> Set problem: Collect each line of the listing below that contains the string "straw". Case matters.

##### Data #####

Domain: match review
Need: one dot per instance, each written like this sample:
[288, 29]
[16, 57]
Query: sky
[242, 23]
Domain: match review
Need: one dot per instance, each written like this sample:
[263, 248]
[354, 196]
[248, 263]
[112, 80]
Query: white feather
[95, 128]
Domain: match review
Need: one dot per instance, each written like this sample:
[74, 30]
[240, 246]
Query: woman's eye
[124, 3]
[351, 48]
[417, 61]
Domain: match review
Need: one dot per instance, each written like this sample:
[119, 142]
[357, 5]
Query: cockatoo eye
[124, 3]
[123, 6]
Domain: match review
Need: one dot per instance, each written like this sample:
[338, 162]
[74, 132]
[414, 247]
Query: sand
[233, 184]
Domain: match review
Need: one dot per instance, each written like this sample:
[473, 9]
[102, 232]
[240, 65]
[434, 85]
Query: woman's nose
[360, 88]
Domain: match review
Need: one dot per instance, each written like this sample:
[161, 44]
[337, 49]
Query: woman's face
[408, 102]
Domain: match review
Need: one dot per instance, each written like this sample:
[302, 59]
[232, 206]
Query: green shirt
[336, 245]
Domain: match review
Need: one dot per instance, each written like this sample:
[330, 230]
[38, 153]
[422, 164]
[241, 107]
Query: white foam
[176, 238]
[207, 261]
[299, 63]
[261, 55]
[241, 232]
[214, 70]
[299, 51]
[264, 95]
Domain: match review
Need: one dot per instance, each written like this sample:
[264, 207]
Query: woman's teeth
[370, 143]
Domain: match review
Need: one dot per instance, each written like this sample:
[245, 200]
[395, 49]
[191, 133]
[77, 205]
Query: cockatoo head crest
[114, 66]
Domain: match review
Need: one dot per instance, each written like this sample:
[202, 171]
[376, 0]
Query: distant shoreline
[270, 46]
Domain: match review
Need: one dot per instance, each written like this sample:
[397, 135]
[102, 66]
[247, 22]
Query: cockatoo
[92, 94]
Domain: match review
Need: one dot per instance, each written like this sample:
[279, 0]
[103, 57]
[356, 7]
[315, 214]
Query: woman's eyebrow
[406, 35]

#####
##### Data #####

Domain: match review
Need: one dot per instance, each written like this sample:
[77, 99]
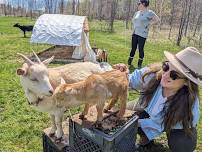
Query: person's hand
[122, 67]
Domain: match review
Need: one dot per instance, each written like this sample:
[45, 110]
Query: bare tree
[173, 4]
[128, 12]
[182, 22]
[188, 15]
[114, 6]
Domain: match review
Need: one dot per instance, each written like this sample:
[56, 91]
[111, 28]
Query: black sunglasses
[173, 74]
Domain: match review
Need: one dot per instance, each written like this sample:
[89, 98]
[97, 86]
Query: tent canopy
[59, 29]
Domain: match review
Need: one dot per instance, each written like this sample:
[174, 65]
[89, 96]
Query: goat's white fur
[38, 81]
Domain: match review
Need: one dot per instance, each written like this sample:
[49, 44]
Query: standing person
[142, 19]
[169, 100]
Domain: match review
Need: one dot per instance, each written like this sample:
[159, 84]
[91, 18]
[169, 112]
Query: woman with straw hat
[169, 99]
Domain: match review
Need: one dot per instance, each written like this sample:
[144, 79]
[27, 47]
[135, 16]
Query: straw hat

#####
##### Data #####

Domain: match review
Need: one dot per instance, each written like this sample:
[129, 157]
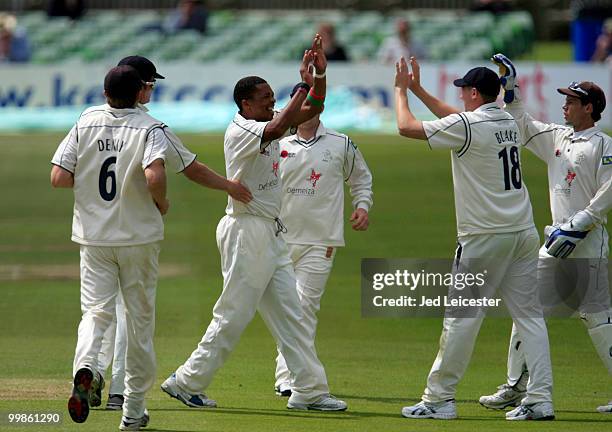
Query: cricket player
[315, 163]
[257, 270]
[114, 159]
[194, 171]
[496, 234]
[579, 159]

#####

> Finished task:
Query: woman with straw hat
Query: straw hat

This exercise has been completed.